*MATERIAL PROVIDED*
======
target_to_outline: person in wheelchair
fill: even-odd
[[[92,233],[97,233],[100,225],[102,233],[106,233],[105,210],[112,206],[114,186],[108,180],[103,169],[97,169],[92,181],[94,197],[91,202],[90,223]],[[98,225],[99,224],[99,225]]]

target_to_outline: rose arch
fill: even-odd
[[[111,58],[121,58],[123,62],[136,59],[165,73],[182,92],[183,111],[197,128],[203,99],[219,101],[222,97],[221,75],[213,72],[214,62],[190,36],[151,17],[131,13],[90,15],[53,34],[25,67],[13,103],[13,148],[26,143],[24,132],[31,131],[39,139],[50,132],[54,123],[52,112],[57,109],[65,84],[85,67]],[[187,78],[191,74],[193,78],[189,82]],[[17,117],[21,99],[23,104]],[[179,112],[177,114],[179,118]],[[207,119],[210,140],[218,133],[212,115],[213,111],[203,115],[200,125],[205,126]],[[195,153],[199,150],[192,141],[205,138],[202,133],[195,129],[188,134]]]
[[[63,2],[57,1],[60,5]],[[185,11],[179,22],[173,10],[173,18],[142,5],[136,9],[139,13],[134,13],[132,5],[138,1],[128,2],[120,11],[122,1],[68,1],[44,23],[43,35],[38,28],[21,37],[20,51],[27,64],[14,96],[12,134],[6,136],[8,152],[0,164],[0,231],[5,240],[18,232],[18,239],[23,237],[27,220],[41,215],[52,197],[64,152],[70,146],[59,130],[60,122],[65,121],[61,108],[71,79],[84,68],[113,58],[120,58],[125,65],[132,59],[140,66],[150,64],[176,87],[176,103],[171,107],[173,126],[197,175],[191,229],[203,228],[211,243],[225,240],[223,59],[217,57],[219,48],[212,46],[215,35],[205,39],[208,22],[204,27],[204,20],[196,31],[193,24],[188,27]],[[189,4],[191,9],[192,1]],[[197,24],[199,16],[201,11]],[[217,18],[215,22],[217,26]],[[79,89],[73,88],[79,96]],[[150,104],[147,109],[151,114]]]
======
Exactly as they appear above, print all the entries.

target_to_outline: person in wheelchair
fill: even-odd
[[[92,233],[97,233],[100,225],[102,233],[106,233],[105,210],[112,206],[114,186],[108,180],[103,169],[97,169],[92,181],[94,197],[91,202],[90,223]],[[98,225],[99,224],[99,225]]]

target_to_outline: rose arch
fill: even-odd
[[[111,58],[121,58],[123,62],[136,59],[165,73],[182,92],[183,111],[197,128],[203,99],[219,101],[222,97],[221,75],[213,72],[214,62],[190,36],[151,17],[131,13],[90,15],[53,34],[25,67],[13,103],[13,148],[26,143],[24,132],[31,131],[39,139],[50,132],[54,123],[52,112],[57,109],[65,84],[85,67]],[[187,78],[191,74],[193,78],[189,82]],[[17,117],[21,99],[23,104]],[[179,112],[177,114],[179,118]],[[207,119],[210,140],[218,133],[212,115],[213,111],[203,115],[200,125],[205,126]],[[195,153],[199,150],[192,141],[205,138],[202,133],[195,129],[188,134]]]
[[[63,2],[57,1],[60,5]],[[185,11],[179,22],[173,10],[173,18],[142,5],[136,9],[139,13],[134,13],[132,5],[138,1],[128,2],[120,11],[122,1],[68,1],[44,23],[43,35],[38,28],[21,37],[20,51],[27,64],[14,96],[12,134],[6,136],[8,152],[0,164],[0,231],[5,240],[18,232],[18,239],[23,237],[27,220],[41,215],[52,197],[64,152],[70,146],[59,130],[60,122],[65,121],[61,108],[71,79],[84,68],[113,58],[120,58],[125,65],[132,59],[140,66],[150,64],[176,87],[176,103],[171,107],[173,126],[197,175],[191,229],[203,228],[211,243],[225,240],[223,59],[217,57],[219,48],[212,46],[215,35],[205,39],[208,22],[204,27],[204,20],[196,31],[193,24],[188,27]],[[189,4],[191,9],[192,1]],[[197,24],[199,16],[201,11]],[[217,18],[215,22],[217,26]],[[79,89],[73,88],[79,96]],[[150,104],[147,109],[151,114]]]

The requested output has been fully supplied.